--- PROBLEM REQUIREMENTS ---
Reproduce every row below verbatim, omitting the pictures.

** begin **

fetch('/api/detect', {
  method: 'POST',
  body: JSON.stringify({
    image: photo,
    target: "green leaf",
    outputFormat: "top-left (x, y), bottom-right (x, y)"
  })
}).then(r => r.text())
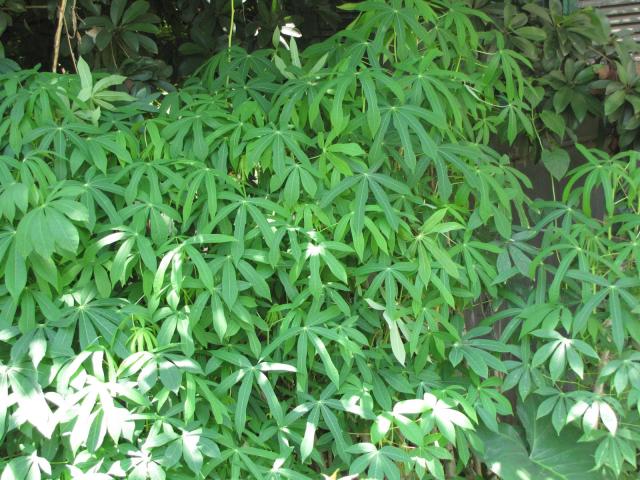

** end **

--- RESPONSE TO THE TASK ---
fetch('/api/detect', {
  method: 'POST',
  body: JSON.stringify({
    image: photo,
    target: "green leaf",
    outputFormat: "top-left (x, y), bottom-right (x, y)"
  })
}).then(r => r.text())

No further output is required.